## REQUIREMENT
Only the lines from the one containing "column 600, row 450" through the one containing "column 285, row 299" should be printed, exactly as they appear below, with both ends included.
⁂
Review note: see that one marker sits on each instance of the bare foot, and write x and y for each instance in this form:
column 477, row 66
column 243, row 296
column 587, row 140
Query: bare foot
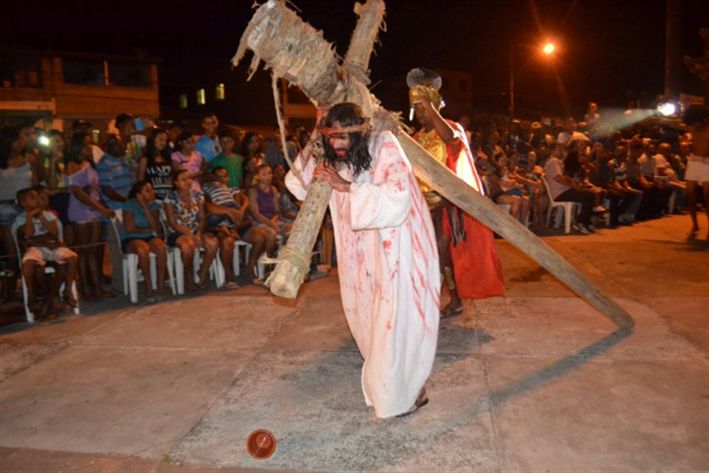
column 693, row 233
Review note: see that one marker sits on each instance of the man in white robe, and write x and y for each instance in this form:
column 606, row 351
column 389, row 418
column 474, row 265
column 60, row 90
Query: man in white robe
column 387, row 257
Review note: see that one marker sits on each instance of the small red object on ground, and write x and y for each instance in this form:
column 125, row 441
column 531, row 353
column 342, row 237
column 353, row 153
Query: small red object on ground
column 261, row 444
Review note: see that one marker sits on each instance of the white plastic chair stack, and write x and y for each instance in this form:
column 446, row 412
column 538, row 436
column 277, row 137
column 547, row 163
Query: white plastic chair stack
column 569, row 210
column 131, row 272
column 29, row 316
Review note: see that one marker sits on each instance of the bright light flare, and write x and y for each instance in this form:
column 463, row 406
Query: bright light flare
column 667, row 109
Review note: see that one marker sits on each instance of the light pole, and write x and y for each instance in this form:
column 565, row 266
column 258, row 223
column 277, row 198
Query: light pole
column 547, row 49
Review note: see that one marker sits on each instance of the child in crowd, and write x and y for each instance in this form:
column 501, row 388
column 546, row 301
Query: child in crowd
column 230, row 160
column 38, row 234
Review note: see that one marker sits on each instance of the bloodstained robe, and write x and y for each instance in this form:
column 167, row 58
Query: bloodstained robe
column 388, row 271
column 476, row 264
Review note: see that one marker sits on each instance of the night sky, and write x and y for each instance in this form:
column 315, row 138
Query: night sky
column 612, row 50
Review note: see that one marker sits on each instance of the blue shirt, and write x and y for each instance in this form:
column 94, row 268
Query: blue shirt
column 139, row 219
column 114, row 172
column 208, row 148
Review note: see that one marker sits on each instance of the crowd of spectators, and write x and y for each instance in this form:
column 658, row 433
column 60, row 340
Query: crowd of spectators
column 165, row 187
column 620, row 176
column 161, row 187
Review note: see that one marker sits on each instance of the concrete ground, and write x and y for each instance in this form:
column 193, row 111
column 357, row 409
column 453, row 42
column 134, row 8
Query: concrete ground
column 535, row 381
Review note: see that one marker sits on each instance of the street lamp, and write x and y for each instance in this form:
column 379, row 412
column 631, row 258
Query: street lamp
column 547, row 49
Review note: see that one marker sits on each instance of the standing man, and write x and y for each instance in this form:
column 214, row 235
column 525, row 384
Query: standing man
column 470, row 265
column 697, row 173
column 208, row 144
column 386, row 254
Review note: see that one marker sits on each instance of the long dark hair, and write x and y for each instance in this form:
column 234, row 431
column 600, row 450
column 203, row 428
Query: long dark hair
column 137, row 188
column 151, row 152
column 181, row 138
column 572, row 165
column 358, row 158
column 246, row 142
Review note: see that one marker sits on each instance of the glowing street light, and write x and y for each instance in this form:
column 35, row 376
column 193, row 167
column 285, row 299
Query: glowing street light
column 548, row 49
column 667, row 109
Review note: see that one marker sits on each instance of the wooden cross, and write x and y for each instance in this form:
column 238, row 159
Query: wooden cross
column 297, row 52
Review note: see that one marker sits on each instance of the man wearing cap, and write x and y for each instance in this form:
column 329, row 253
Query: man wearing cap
column 386, row 255
column 470, row 265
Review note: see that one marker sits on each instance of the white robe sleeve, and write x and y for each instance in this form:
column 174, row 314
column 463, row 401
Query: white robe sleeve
column 386, row 201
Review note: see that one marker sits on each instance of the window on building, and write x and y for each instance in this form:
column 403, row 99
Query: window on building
column 83, row 72
column 219, row 93
column 19, row 70
column 129, row 75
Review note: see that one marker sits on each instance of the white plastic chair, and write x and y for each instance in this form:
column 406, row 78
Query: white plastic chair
column 131, row 272
column 569, row 209
column 180, row 269
column 29, row 316
column 220, row 274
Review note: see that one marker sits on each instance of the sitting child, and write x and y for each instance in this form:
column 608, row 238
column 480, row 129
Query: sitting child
column 38, row 236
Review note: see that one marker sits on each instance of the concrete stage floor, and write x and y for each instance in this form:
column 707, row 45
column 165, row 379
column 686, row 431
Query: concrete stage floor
column 534, row 381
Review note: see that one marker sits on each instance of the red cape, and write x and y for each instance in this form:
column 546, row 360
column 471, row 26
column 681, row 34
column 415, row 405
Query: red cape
column 476, row 264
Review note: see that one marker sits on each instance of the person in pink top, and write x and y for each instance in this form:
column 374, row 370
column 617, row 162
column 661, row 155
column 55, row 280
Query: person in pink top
column 185, row 157
column 386, row 253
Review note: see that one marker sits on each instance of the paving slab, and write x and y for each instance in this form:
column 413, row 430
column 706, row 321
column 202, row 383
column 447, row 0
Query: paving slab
column 535, row 381
column 313, row 404
column 601, row 416
column 224, row 322
column 553, row 328
column 135, row 401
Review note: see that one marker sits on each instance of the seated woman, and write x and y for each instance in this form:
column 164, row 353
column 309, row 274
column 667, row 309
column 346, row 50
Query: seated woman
column 265, row 208
column 186, row 158
column 506, row 190
column 139, row 234
column 229, row 219
column 187, row 219
column 288, row 203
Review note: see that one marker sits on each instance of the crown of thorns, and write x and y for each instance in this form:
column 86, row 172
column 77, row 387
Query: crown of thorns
column 364, row 127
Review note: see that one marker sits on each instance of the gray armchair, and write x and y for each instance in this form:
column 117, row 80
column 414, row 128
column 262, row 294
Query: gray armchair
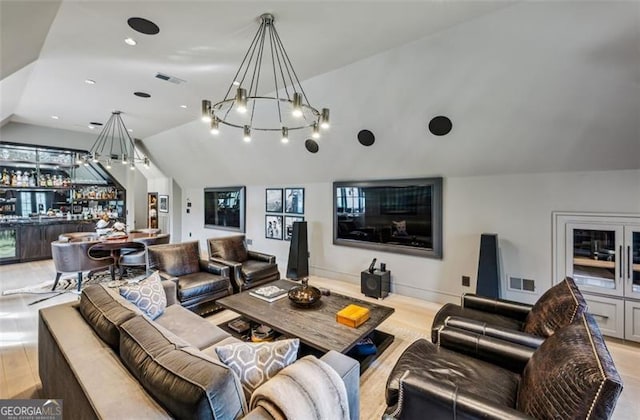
column 131, row 257
column 247, row 268
column 200, row 282
column 73, row 257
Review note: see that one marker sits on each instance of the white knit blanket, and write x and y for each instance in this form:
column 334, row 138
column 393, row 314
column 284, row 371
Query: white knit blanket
column 307, row 389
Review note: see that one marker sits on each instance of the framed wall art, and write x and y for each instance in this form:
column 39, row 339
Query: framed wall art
column 294, row 200
column 163, row 203
column 288, row 225
column 273, row 226
column 273, row 200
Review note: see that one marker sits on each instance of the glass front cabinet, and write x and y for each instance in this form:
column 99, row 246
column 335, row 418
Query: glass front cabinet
column 602, row 254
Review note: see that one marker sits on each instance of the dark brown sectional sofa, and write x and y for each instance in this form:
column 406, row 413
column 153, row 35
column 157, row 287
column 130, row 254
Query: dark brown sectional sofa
column 91, row 355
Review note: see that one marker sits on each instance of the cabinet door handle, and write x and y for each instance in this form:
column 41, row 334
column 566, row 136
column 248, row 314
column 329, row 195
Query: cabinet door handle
column 629, row 262
column 621, row 266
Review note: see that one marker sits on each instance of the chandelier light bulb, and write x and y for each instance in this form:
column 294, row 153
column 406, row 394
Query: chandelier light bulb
column 241, row 100
column 324, row 119
column 215, row 129
column 297, row 105
column 206, row 110
column 316, row 131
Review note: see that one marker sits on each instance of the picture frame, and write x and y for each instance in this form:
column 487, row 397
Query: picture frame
column 294, row 200
column 273, row 226
column 273, row 200
column 288, row 225
column 163, row 203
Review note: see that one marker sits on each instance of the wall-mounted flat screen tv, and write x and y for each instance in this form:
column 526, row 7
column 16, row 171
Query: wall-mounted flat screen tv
column 401, row 215
column 224, row 208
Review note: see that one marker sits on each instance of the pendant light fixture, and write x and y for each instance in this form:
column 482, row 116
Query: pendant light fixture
column 114, row 144
column 245, row 108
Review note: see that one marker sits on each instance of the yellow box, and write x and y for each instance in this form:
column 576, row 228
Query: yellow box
column 352, row 315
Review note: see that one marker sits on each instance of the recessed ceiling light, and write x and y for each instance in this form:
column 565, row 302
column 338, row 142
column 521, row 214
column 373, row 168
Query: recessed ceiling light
column 144, row 26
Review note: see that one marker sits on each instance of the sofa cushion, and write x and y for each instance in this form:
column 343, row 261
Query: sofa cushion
column 571, row 375
column 104, row 309
column 256, row 363
column 557, row 307
column 180, row 377
column 253, row 269
column 231, row 248
column 192, row 328
column 147, row 294
column 200, row 283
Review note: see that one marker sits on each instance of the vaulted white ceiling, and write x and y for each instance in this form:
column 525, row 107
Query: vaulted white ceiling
column 200, row 42
column 531, row 86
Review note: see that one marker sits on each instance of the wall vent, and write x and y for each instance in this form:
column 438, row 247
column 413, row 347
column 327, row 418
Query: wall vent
column 172, row 79
column 522, row 284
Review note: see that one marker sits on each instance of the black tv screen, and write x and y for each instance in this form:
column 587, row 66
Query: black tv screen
column 224, row 208
column 403, row 216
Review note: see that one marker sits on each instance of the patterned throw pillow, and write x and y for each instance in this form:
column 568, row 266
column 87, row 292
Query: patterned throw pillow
column 148, row 295
column 256, row 363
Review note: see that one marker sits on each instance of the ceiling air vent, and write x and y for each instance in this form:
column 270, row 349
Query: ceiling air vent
column 168, row 78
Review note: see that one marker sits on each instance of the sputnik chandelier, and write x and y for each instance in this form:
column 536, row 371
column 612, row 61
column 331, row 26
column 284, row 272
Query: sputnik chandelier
column 244, row 108
column 112, row 145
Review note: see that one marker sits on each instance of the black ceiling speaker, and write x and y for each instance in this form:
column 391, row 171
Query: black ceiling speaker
column 144, row 26
column 440, row 125
column 311, row 145
column 298, row 264
column 366, row 138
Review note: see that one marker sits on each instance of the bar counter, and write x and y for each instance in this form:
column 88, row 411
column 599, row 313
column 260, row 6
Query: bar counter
column 29, row 238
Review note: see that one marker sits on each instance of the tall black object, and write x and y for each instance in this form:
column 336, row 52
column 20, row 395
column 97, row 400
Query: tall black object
column 298, row 264
column 375, row 283
column 488, row 270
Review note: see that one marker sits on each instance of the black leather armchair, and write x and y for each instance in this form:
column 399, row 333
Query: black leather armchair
column 248, row 269
column 570, row 376
column 199, row 282
column 513, row 321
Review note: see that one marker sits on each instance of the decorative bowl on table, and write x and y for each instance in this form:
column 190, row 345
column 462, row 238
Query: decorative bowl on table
column 304, row 295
⁂
## ANSWER TO THIS PROBLEM
column 600, row 450
column 203, row 428
Query: long dark hair
column 137, row 188
column 151, row 152
column 181, row 138
column 572, row 165
column 358, row 158
column 246, row 142
Review note: see that one marker sits on each instance of the glowing street light, and write x and y for each instance in this form:
column 35, row 376
column 193, row 167
column 285, row 299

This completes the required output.